▸ PROVIDED RECORDS
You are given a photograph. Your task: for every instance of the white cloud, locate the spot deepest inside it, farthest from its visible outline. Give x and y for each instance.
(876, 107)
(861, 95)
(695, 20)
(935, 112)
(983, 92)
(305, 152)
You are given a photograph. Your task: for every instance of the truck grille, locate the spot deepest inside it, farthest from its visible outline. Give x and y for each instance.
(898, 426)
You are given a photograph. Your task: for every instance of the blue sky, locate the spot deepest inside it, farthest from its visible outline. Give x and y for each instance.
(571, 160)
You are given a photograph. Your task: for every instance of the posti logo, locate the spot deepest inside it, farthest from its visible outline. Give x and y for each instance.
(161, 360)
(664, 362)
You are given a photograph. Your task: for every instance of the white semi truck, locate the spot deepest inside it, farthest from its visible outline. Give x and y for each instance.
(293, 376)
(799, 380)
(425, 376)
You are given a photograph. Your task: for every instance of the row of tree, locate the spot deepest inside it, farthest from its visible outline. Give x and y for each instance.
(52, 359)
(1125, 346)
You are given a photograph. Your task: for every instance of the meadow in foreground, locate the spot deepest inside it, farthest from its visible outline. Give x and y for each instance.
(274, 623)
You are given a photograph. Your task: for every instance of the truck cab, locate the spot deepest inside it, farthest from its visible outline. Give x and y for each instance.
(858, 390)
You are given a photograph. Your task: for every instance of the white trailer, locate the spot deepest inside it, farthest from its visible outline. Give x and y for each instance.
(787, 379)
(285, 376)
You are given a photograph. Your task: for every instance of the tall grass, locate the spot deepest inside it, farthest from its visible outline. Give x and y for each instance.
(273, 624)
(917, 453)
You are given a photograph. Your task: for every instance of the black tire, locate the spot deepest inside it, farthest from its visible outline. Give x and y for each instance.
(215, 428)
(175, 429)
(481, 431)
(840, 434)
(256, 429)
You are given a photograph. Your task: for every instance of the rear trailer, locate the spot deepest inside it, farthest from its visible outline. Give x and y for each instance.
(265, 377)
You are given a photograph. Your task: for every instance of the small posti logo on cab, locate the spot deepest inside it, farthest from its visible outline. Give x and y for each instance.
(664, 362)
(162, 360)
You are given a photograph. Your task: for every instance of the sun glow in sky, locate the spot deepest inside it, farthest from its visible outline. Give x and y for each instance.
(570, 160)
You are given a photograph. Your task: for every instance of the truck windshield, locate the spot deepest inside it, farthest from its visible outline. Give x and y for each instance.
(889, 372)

▸ WHAT IS REQUIRED
Express all of the rows above as a JSON list of strings, one string per line, leaving out any blank lines.

▸ THE OUTPUT
[
  "You are given a photograph. Your task: for every instance of the white cloud, locate the spot deepest inside it, farthest from its visible outline. Give x and y for each instance.",
  "(876, 107)",
  "(861, 95)",
  "(695, 20)",
  "(935, 112)",
  "(983, 92)",
  "(305, 152)",
  "You are given a photograph. Your task: for every instance of the truck grille, locate the spot deepest inside it, farthest from its visible outline. Give x and y for each instance.",
  "(898, 426)",
  "You are given a photograph. Your task: for every instance of the blue sky, locate the spot deepest inside it, farthest from its visible outline. Give x and y for each instance.",
  "(571, 160)",
  "You are given a photograph. Your task: for every instance of the posti logo, locate the spot deepest inside it, farthest from its visible outline. Give x and y for each instance.",
  "(161, 360)",
  "(664, 362)",
  "You are given a photograph. Your task: for every instance of the white semi truck, locate the spot deepest inside it, farthest from its visible outline. Give x and y for each instance.",
  "(293, 376)",
  "(799, 380)",
  "(425, 376)",
  "You are given a photograph. Your task: for every instance of the row of tree, locate the spot deepest inside it, farthest from its visible outline. Give x and y for each instance.",
  "(52, 359)",
  "(1125, 346)",
  "You are given a photograph. Your task: for every instance of the meadow in foreground, locate the spot deepest inside it, farthest from its visible outline. Give x and y for each instance.",
  "(274, 623)",
  "You are given a photograph. Your task: for every instance of the truck cab, locate the spot deepest inside it, farthest from its visible outline. Give x and y for each instance.",
  "(858, 390)",
  "You are given a photograph. Your task: for every instance of the white trailer, locate the spot deepest inside it, farthest from its visible outline. Give x and y for each instance.",
  "(787, 379)",
  "(285, 376)",
  "You are given a photograph. Your task: for every instance of the tall grass, locate the spot deepest inside it, farthest from its visible outline. Give x and y for each instance.",
  "(273, 624)",
  "(917, 453)",
  "You are given a photograph. Your task: for every instance of the black tire, locate the spot deepest inside it, farthest from its visible outline. Give x and y for each instance.",
  "(215, 428)",
  "(175, 429)",
  "(481, 431)",
  "(840, 434)",
  "(256, 429)",
  "You are given a photograph. Your task: for every instance of the rear trailer, locate the spot deepest inside it, farthest from its visible outline. Give x and y for each instance.",
  "(265, 377)",
  "You are given a photograph. Your task: for every instance of the small posti logo on cab, locate the spot deepest inside it, farthest from its visible outline. Give x and y for each instance.",
  "(664, 362)",
  "(162, 360)",
  "You are given a photograph. Your task: for every instance of the sun glow in sky, locate the spot deepest inside it, farthest from its visible outline. Give x and y for each instance.",
  "(570, 160)",
  "You are given a photograph. Your task: for every instance of the truck windshield, locate the spot deepest inside it, farthest from its visible outline. Give x and y for each instance.",
  "(889, 372)"
]